══ Records ══

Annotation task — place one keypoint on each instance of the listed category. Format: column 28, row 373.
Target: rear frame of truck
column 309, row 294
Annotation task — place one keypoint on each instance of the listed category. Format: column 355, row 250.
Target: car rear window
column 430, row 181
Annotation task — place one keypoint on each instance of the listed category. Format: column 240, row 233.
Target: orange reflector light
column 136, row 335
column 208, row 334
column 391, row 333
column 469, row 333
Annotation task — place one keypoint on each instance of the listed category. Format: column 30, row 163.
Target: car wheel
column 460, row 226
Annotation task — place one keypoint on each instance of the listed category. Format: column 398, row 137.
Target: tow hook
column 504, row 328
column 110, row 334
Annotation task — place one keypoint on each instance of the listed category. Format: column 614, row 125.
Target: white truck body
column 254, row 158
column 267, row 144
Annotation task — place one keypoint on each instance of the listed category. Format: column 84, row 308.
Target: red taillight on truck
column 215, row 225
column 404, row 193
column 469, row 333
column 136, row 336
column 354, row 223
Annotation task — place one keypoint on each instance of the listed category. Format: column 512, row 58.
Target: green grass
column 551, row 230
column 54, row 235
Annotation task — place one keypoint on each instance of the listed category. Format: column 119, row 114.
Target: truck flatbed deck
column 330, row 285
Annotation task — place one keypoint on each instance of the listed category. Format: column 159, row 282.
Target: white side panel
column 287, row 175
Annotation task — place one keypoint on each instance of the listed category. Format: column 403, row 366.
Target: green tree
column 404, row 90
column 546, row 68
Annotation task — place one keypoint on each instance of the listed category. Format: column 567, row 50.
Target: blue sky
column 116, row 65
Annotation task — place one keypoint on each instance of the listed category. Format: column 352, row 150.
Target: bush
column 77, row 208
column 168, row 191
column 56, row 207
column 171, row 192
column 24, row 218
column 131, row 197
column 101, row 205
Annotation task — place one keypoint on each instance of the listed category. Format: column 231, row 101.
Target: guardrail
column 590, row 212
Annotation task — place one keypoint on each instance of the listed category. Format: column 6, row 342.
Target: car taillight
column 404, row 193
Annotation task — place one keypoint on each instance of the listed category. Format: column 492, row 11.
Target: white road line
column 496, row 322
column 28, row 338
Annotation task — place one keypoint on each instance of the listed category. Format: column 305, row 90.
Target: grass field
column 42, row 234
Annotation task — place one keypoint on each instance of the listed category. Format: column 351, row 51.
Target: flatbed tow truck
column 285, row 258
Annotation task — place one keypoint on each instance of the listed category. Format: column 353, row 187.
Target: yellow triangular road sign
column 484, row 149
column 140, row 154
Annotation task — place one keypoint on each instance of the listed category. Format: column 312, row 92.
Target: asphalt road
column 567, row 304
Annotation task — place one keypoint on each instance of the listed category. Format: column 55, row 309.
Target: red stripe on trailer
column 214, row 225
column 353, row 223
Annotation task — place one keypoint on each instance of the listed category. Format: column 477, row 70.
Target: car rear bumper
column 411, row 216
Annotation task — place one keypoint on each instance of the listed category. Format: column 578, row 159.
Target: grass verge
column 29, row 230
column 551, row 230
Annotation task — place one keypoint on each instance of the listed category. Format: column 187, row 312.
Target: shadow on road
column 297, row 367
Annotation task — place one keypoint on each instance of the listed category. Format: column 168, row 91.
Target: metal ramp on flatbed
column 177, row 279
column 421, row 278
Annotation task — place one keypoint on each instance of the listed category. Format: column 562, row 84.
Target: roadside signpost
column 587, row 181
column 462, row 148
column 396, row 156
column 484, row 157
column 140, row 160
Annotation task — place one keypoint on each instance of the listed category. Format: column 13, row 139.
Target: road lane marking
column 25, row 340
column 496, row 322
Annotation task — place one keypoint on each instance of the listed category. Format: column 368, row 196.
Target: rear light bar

═══

* [Prompt]: Reproduce the data from its first line through the line containing "column 546, row 68", swapping every "keypoint" for "marker" and leaving everything else untouched.

* [Correct output]:
Annotation task — place one marker on each instance of the listed category. Format: column 28, row 373.
Target: rear frame of truck
column 309, row 294
Annotation task — place one marker on each instance of the listed category. Format: column 355, row 250.
Target: car rear window
column 430, row 181
Annotation task — place one marker on each instance of the listed category. Format: column 240, row 233.
Target: orange reflector light
column 136, row 335
column 208, row 334
column 391, row 333
column 469, row 333
Annotation task — place one marker on each instance of the listed category. Format: column 30, row 163.
Target: car wheel
column 460, row 226
Annotation task — place one marker on each instance of the listed category. Format: column 398, row 137.
Target: tow hook
column 504, row 328
column 110, row 334
Annotation task — place one marker on each instance of the listed category. Format: column 614, row 125.
Target: white truck body
column 254, row 158
column 267, row 144
Annotation task — place one marker on each instance of the listed category. Format: column 84, row 308.
Target: red taillight on truck
column 215, row 225
column 404, row 193
column 469, row 333
column 136, row 336
column 354, row 223
Annotation task — place one marker on each instance of the listed category. Format: column 512, row 58.
Target: green grass
column 551, row 230
column 54, row 235
Annotation task — place one marker on each instance of the listed category. Format: column 119, row 114.
Target: truck flatbed deck
column 330, row 285
Annotation task — place one marker on each instance of the listed category. Format: column 159, row 282.
Target: white side panel
column 287, row 175
Annotation task — place one marker on each instance of the listed category. Format: column 403, row 366.
Target: green tree
column 404, row 90
column 546, row 68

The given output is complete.